Instructions for the task: Copy word for word everything in the records below, from the line containing "Locate the tree line" down to the last line of the records, including both.
● ● ● ● ● ● ●
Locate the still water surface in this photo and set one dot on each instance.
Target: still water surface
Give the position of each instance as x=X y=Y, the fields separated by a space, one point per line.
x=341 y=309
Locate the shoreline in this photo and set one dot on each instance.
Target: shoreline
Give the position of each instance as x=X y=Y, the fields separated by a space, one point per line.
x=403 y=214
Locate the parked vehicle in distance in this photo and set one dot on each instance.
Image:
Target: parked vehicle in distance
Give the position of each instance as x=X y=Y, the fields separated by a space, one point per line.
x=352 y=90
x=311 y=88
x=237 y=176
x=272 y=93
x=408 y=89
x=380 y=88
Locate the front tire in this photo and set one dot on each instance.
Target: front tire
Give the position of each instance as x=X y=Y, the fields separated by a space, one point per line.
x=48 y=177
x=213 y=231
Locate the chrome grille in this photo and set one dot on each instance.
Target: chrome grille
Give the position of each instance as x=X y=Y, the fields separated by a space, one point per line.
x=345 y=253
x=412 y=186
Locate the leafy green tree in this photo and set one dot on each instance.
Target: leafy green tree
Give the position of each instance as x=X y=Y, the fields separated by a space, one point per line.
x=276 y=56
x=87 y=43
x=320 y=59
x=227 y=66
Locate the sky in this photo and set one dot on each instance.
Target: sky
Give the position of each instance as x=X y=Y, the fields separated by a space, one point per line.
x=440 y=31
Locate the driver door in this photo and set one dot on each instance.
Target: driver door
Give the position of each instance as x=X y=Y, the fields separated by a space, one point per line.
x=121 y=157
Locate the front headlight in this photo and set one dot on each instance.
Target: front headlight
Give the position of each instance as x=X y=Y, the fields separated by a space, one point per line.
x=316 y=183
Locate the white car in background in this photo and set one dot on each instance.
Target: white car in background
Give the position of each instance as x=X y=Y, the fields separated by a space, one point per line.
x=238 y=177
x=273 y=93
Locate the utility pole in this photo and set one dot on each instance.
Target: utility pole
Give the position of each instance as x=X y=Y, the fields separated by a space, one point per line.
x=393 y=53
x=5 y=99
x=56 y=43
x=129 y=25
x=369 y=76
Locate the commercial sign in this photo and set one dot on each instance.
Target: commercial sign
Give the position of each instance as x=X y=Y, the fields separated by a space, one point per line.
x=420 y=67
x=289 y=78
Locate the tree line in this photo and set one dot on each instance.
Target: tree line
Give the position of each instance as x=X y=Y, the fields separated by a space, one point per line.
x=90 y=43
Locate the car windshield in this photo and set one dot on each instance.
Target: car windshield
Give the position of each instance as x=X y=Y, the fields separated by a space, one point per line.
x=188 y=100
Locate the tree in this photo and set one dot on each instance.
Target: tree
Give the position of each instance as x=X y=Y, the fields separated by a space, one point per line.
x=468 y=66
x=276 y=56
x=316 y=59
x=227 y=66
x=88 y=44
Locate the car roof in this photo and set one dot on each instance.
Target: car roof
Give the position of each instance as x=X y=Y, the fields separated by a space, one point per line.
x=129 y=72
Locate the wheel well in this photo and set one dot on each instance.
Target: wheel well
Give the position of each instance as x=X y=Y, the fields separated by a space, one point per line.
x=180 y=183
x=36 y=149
● ● ● ● ● ● ●
Response:
Locate the tree line in this photo and set one dot on each instance.
Target: tree line
Give the position of each instance as x=X y=Y, the fields separated by a space, one point per line.
x=90 y=43
Locate the car windshield in this photo and set one dot on each instance.
Target: car windshield
Give the position of each instance as x=X y=Y, the fields separated by a space, one point per line.
x=188 y=100
Locate the tree in this photo and set one dot on each instance.
Target: tree
Give the position of each instance as x=X y=Y, the fields separated by a space, one point per line.
x=468 y=66
x=276 y=56
x=316 y=59
x=227 y=66
x=88 y=44
Locate the car roof in this photo and set one dot on each instance.
Target: car roof
Give the position of each instance as x=X y=Y, the fields separated by a space, one point per line.
x=129 y=72
Locate the wheel well in this photo and set one dot on each instance.
Target: wheel well
Give the position of each instance as x=X y=Y, the fields separated by a space, one point per line.
x=180 y=183
x=36 y=149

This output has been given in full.